DIRECTIONS: Show every line of the data where the word "below" can be found.

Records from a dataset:
______________________________
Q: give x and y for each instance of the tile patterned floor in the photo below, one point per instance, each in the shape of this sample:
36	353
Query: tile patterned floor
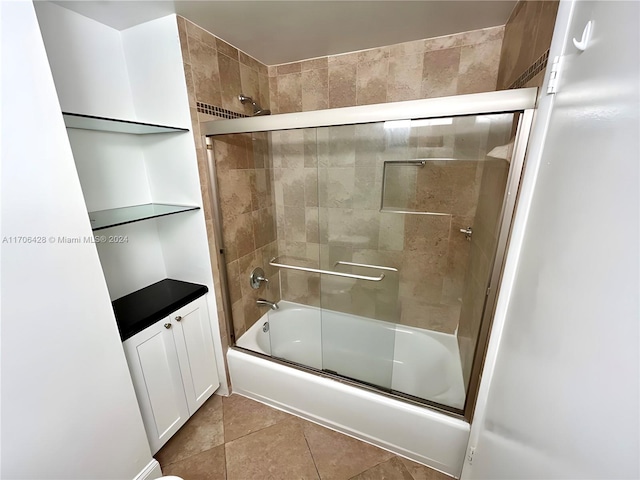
234	438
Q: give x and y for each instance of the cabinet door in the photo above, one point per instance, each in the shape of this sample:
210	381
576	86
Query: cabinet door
153	362
195	351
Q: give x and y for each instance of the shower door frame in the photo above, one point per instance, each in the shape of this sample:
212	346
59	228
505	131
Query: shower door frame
521	101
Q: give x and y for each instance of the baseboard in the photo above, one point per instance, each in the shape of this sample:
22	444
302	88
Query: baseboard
150	472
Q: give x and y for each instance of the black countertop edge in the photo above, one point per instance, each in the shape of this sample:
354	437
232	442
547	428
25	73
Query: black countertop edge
138	310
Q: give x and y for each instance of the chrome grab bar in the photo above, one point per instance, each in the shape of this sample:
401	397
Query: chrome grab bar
274	263
364	265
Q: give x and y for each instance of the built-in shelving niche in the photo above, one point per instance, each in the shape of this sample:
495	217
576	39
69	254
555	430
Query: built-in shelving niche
89	122
113	217
120	216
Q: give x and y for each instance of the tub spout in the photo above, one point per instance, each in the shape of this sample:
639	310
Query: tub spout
272	305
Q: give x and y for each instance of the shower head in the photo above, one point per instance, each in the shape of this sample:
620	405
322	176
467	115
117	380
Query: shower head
257	109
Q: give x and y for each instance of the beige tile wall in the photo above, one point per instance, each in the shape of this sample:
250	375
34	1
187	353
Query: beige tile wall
455	64
216	73
527	35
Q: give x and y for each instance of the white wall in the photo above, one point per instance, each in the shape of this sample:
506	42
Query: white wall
68	406
559	396
87	61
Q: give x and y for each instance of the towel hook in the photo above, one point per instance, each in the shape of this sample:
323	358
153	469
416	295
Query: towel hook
586	36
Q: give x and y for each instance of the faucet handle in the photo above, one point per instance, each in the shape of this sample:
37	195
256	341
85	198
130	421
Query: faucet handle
257	277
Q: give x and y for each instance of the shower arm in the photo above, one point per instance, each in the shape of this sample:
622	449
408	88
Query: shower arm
275	263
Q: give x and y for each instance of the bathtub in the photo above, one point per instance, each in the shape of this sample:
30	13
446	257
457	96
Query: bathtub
410	360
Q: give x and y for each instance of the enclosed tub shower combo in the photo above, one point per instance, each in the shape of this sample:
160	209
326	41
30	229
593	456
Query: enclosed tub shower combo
360	250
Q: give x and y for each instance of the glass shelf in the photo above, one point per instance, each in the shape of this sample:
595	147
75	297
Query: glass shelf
88	122
119	216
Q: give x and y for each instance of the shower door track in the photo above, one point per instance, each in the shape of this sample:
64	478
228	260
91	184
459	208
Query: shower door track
521	101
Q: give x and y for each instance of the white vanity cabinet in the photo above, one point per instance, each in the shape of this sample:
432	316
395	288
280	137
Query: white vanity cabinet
173	368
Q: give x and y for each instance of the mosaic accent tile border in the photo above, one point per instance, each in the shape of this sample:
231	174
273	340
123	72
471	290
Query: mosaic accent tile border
538	66
218	111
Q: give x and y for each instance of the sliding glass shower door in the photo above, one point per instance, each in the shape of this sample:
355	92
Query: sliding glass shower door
379	241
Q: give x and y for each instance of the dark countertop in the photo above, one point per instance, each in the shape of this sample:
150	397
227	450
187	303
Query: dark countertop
144	307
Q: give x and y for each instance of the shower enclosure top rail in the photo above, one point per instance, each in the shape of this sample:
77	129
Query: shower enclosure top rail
274	263
472	104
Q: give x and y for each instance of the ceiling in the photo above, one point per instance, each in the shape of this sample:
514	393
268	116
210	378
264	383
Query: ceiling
277	32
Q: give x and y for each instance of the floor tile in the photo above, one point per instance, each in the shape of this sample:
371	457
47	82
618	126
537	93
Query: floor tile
243	416
420	472
209	465
278	452
392	469
339	457
203	431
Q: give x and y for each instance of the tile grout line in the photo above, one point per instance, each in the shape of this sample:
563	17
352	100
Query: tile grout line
311	453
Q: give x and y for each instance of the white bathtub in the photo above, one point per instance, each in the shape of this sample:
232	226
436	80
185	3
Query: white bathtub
414	361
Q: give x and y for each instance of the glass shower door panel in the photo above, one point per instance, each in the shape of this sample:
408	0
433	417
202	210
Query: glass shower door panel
294	328
360	303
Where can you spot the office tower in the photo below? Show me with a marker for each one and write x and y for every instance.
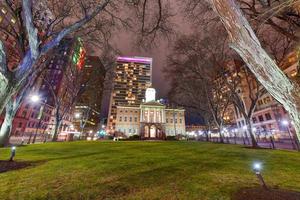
______________________________
THE COMPLETED TASK:
Q: give x and y for each instance of the tile patterned floor in the photo below, one point per instance, each in the shape of this sample:
Where can you spot the office tower in the photo below? Show me with a marker for each one and write x and y for every instance.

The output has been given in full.